(Coordinate annotation records)
════════
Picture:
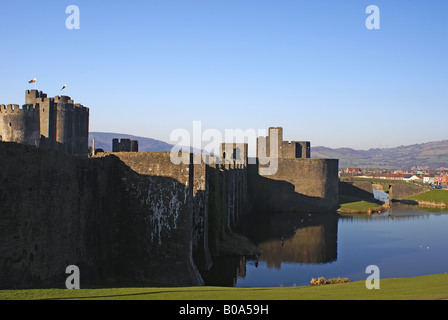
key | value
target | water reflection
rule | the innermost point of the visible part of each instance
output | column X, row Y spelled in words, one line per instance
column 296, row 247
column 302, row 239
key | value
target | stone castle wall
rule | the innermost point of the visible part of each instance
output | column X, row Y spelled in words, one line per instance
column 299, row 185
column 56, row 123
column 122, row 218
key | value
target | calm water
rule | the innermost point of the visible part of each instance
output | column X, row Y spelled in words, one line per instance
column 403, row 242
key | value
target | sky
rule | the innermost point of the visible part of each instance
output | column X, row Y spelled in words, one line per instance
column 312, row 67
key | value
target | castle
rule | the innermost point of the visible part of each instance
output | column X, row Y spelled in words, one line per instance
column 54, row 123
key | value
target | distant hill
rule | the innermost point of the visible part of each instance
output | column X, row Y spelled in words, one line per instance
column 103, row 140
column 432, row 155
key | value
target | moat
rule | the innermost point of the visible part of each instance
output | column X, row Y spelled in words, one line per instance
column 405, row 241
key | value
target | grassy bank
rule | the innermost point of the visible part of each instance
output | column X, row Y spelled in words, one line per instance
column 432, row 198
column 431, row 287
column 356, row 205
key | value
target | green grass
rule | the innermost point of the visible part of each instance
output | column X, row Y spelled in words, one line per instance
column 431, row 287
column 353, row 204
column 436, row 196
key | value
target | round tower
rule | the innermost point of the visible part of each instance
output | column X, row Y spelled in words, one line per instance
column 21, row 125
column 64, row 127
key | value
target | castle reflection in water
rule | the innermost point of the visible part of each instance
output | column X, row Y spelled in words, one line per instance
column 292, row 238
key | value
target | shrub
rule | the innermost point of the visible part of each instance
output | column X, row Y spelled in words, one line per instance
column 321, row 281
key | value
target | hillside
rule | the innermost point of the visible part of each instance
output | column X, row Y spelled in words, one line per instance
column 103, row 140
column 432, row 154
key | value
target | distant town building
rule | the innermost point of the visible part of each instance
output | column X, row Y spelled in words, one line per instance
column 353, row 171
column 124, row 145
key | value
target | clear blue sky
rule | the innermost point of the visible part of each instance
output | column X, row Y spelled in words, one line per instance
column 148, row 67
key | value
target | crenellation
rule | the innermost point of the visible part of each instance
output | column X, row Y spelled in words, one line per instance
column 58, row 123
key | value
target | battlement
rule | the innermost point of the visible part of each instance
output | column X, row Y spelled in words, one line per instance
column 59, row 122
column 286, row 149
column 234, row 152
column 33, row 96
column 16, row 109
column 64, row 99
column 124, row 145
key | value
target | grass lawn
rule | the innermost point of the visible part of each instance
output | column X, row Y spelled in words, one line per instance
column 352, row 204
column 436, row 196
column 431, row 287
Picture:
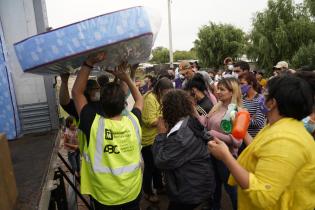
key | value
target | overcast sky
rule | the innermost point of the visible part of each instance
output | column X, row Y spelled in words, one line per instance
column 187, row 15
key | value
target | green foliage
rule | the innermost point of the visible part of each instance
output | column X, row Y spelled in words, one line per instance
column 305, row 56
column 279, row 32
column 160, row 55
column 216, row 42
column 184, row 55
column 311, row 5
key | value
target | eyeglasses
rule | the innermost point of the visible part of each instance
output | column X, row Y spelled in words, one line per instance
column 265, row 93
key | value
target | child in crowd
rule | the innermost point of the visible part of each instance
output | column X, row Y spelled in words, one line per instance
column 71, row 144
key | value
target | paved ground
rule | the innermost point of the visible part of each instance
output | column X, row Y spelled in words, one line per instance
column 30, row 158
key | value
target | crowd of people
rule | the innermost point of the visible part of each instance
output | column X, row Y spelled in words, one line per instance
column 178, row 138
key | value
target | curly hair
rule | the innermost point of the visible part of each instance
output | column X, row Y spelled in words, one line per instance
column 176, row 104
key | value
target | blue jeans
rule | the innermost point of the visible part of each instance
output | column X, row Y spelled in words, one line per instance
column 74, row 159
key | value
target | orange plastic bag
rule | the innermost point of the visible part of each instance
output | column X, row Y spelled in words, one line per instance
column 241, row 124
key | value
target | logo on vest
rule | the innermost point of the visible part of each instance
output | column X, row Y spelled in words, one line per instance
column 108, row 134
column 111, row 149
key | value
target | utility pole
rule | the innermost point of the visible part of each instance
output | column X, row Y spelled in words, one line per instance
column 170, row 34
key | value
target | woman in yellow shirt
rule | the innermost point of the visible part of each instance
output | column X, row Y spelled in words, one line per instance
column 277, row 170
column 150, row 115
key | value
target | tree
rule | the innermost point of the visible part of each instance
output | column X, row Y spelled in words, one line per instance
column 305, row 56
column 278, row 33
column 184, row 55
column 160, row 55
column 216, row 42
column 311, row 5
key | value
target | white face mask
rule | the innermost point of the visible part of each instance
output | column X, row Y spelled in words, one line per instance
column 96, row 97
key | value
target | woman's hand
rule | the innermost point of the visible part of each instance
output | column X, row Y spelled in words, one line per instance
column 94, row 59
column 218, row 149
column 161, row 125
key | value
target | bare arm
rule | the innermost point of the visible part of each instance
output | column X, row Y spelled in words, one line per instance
════════
== WORK INSTRUCTIONS ==
Format every line of the rows above as a numbered list, skipping any blank lines. Leave the pictures out of your answer.

== EXPECTED ANSWER ==
1. Picture:
2. key | value
3. target | water reflection
4. rule | the innermost point of the visible part of each instance
5. output | column X, row Y spelled in words, one line per instance
6. column 296, row 247
7. column 302, row 239
8. key | value
9. target | stone castle wall
10. rule | the innermost point of the visible part of each instance
11. output | column X, row Y spelled in words, one line per instance
12. column 299, row 185
13. column 56, row 123
14. column 122, row 218
15. key | value
16. target | calm water
17. rule | the innermost point of the visible part of each instance
18. output | column X, row Y spelled in words, one line per instance
19. column 403, row 242
20. key | value
21. target | sky
22. rule | the innermost point of the visible part of each instance
23. output | column X, row Y spelled in words, one line per instance
24. column 312, row 67
25. key | value
26. target | castle
27. rule | the innermost point of the visible part of each instance
28. output | column X, row Y spelled in words, one line per instance
29. column 54, row 123
30. key | value
31. target | distant hill
32. rule | the innermost point of the visible part of each instance
33. output | column X, row Y spelled in words, one line per instance
34. column 103, row 140
35. column 432, row 155
36. key | value
37. target | moat
38. rule | the innermost point of the visible part of each instance
39. output | column X, row Y spelled in words, one line per instance
40. column 405, row 241
41. key | value
42. target | grassy bank
43. rule | the innermost point of the visible part of each instance
44. output | column X, row Y spelled in words, one line per instance
45. column 432, row 198
46. column 431, row 287
47. column 356, row 205
48. key | value
49. target | green grass
50. rule | the innermost point of the visible part of each instance
51. output | column X, row Y spelled in words, one line per instance
52. column 431, row 287
53. column 353, row 204
54. column 436, row 196
55. key | value
56. target | round tower
57. rule | the innermost point of the visible part of each instance
58. output | column X, row Y spelled in words, one line per instance
59. column 21, row 125
60. column 64, row 127
61. key | value
62. target | castle reflection in water
63. rule | the innermost point of the visible part of each instance
64. output | column X, row Y spelled in words, one line per instance
65. column 292, row 238
66. key | value
67. target | shrub
68. rule | the innermost point of the visible part of each instance
69. output | column X, row Y spelled in words, one line per instance
70. column 321, row 281
71. key | value
72. target | hillside
73. rule | the innermost point of the visible part of each instance
74. output | column X, row Y spelled in words, one line per instance
75. column 103, row 140
76. column 432, row 154
77. key | value
78. target | distant town building
79. rule | the innermost point of the visible part of each instance
80. output | column X, row Y spelled in words, one line per instance
81. column 353, row 171
82. column 124, row 145
83. key | value
84. target | clear blue sky
85. rule | the innermost point of the visible part of each instance
86. output | column X, row Y spelled in words, one line per instance
87. column 148, row 67
88. key | value
89. target | crenellation
90. rule | the innermost point of the visible part of each instance
91. output | column X, row Y spelled in words, one line per instance
92. column 58, row 123
93. key | value
94. target | battlement
95. rule | the innermost point of the visible part of each instance
96. output | column X, row Y spelled in words, one line per instance
97. column 59, row 122
98. column 286, row 149
99. column 234, row 152
100. column 33, row 96
101. column 16, row 109
102. column 64, row 99
103. column 124, row 145
104. key | value
105. target | grass lawn
106. rule | the innermost point of the visible part of each instance
107. output | column X, row Y spelled in words, one line per instance
108. column 352, row 204
109. column 436, row 196
110. column 431, row 287
111. Picture:
112. key | value
113. target | overcast sky
114. rule | the innermost point of the visible part of each instance
115. output | column X, row Y spelled in words, one line per instance
116. column 187, row 15
117. key | value
118. target | green foliage
119. rule | the innermost point of the visible part of each instance
120. output | column X, row Y spelled in words, one line per instance
121. column 305, row 56
122. column 279, row 32
123. column 160, row 55
124. column 216, row 42
125. column 184, row 55
126. column 311, row 5
127. key | value
128. target | eyeglasses
129. rule | the innermost point of the visible part of each instance
130. output | column X, row Y spelled in words, one line per instance
131. column 265, row 93
132. key | value
133. target | child in crowd
134. rule | the innermost point of the visible part of each instance
135. output | column X, row Y spelled in words, one line per instance
136. column 71, row 144
137. key | value
138. target | paved ground
139. rule | the innermost point of the visible part of each instance
140. output | column X, row Y spelled in words, one line per instance
141. column 30, row 158
142. key | value
143. target | crowd of people
144. rule | the innermost point of the visible part of each instance
145. output | column X, row Y spelled in words, one line per instance
146. column 178, row 138
147. key | value
148. target | curly hair
149. rule | the innermost point of the visible part of each instance
150. output | column X, row Y spelled in words, one line per instance
151. column 176, row 104
152. key | value
153. target | blue jeans
154. rule | the innermost point of the visible part of each instance
155. output | column X, row Y spelled in words, one line per instance
156. column 74, row 159
157. key | value
158. target | orange plastic bag
159. rule | the innermost point of the visible part of each instance
160. output | column X, row Y spelled in words, one line per instance
161. column 241, row 124
162. key | value
163. target | logo on vest
164. rule | the innermost point of the visible part of each instance
165. output | column X, row Y spelled in words, one line per instance
166. column 108, row 134
167. column 111, row 149
168. key | value
169. target | utility pole
170. rule | the innermost point of the visible part of each instance
171. output | column X, row Y spelled in words, one line per instance
172. column 170, row 34
173. key | value
174. target | woman in yellow shirt
175. rule | the innermost point of the visible part of each instance
176. output | column X, row Y spelled in words, one line per instance
177. column 277, row 170
178. column 150, row 115
179. key | value
180. target | tree
181. rule | the innermost point of the visible part of each instance
182. output | column X, row Y spelled in words, one line per instance
183. column 305, row 56
184. column 278, row 33
185. column 184, row 55
186. column 160, row 55
187. column 216, row 42
188. column 311, row 5
189. key | value
190. target | white face mask
191. rule | the innermost point of the visible part of each instance
192. output | column X, row Y spelled in words, one line per instance
193. column 96, row 97
194. key | value
195. target | woman's hand
196. rule | the innermost point of the visible part of each instance
197. output | column X, row Y spelled in words, one line per instance
198. column 94, row 59
199. column 218, row 149
200. column 161, row 125
201. key | value
202. target | bare arm
203. rule | the innermost point of the visible part of each instance
204. output | column X, row Y spelled in words, one line per instance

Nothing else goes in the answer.